→ Aim of the exercise: Echo every line of the records below word for word, leaving out the pictures.

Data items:
<<<<
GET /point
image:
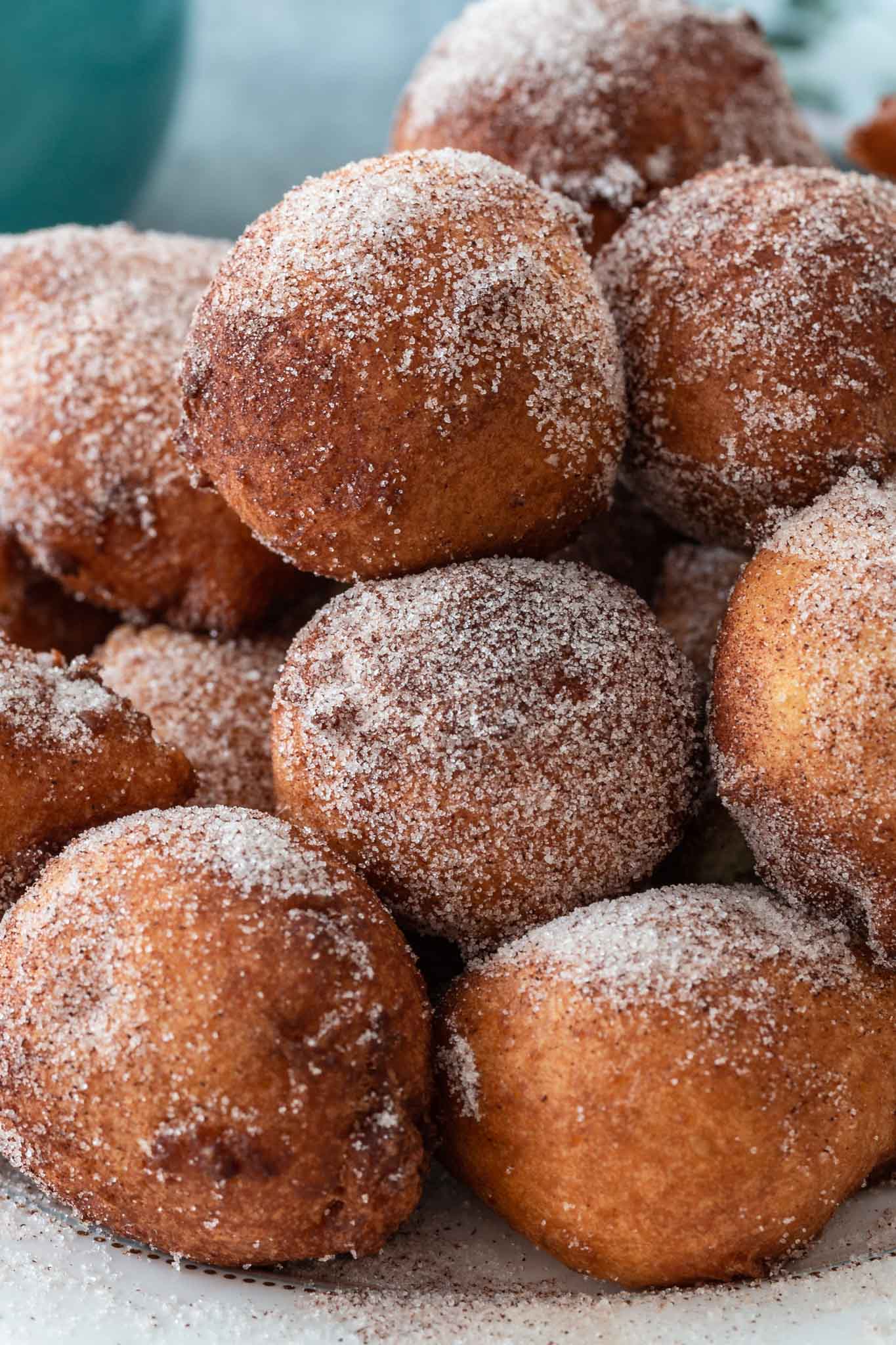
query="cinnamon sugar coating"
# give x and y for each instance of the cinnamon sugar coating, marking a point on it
(671, 1087)
(757, 309)
(214, 1039)
(490, 744)
(406, 362)
(72, 755)
(92, 324)
(803, 708)
(608, 101)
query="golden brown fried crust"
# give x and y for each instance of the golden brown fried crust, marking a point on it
(492, 743)
(874, 146)
(209, 697)
(72, 755)
(757, 310)
(685, 1136)
(373, 403)
(233, 1015)
(609, 108)
(91, 481)
(803, 711)
(37, 613)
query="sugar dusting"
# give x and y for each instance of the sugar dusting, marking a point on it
(673, 947)
(790, 338)
(209, 697)
(557, 81)
(92, 324)
(45, 701)
(519, 718)
(86, 962)
(839, 623)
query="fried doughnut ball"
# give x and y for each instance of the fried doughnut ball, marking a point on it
(673, 1087)
(92, 323)
(606, 101)
(629, 544)
(72, 755)
(490, 744)
(408, 362)
(874, 146)
(37, 613)
(803, 708)
(757, 309)
(214, 1039)
(692, 596)
(209, 697)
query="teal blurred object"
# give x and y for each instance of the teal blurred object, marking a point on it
(86, 88)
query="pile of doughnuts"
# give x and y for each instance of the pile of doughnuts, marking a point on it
(389, 549)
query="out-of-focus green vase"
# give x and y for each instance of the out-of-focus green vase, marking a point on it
(86, 88)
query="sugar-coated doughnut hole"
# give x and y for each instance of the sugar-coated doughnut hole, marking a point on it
(672, 1087)
(92, 326)
(72, 755)
(214, 1039)
(757, 310)
(492, 743)
(608, 101)
(803, 708)
(408, 362)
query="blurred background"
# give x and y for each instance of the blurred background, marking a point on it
(198, 115)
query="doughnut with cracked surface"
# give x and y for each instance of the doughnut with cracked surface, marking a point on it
(408, 362)
(92, 326)
(803, 708)
(492, 743)
(757, 309)
(673, 1087)
(608, 101)
(214, 1039)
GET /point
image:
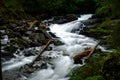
>>>>
→ Finished exercise:
GET /point
image:
query="cinnamon sugar coating"
# give x and y for each instance of the cinnamon sugar coating, marking a point on it
(671, 1087)
(757, 309)
(214, 1039)
(490, 744)
(406, 362)
(72, 755)
(92, 324)
(803, 708)
(608, 101)
query="golden brown fried crust"
# give x and y for each instance of the golden brown fried crust, marking a point on it
(492, 743)
(874, 146)
(209, 697)
(72, 755)
(757, 310)
(685, 1136)
(373, 403)
(233, 1015)
(609, 108)
(91, 481)
(803, 711)
(37, 613)
query="sugar dusting"
# give x and y for each instance of the sugar dusting, marking a point on it
(673, 947)
(790, 338)
(209, 697)
(557, 81)
(92, 324)
(45, 701)
(519, 718)
(86, 962)
(839, 623)
query="fried doughnut ball"
# give x and y for each instance of the fried doughnut ball, marking a point on it
(673, 1087)
(92, 323)
(606, 101)
(629, 544)
(72, 755)
(490, 744)
(408, 362)
(874, 146)
(37, 613)
(803, 708)
(757, 309)
(214, 1039)
(692, 596)
(209, 697)
query="teal blurred object"
# give x and y for each instance of the teal blurred object, marking a point on it
(86, 88)
query="pile of doughnuts"
# give x and y for each instance of the pile of doughnuts, marking a point on it
(389, 549)
query="out-of-focus green vase"
# give x and y for each instance of the out-of-focus green vase, marking a point on it
(86, 88)
query="sugar-coated doughnut hole"
# give x and y for each instance of the sugar-coated doughnut hole, marking a point on it
(672, 1087)
(92, 326)
(72, 755)
(214, 1039)
(757, 310)
(492, 743)
(608, 101)
(803, 708)
(408, 362)
query="blurred background"
# give x and y for each instance of the blurred background, marking a point on it
(198, 115)
query="doughnut with cracked surface"
# give x and y for each instance of the doughnut with cracked surface, marking a point on it
(408, 362)
(92, 326)
(803, 708)
(492, 743)
(757, 309)
(673, 1087)
(608, 101)
(214, 1039)
GET /point
image:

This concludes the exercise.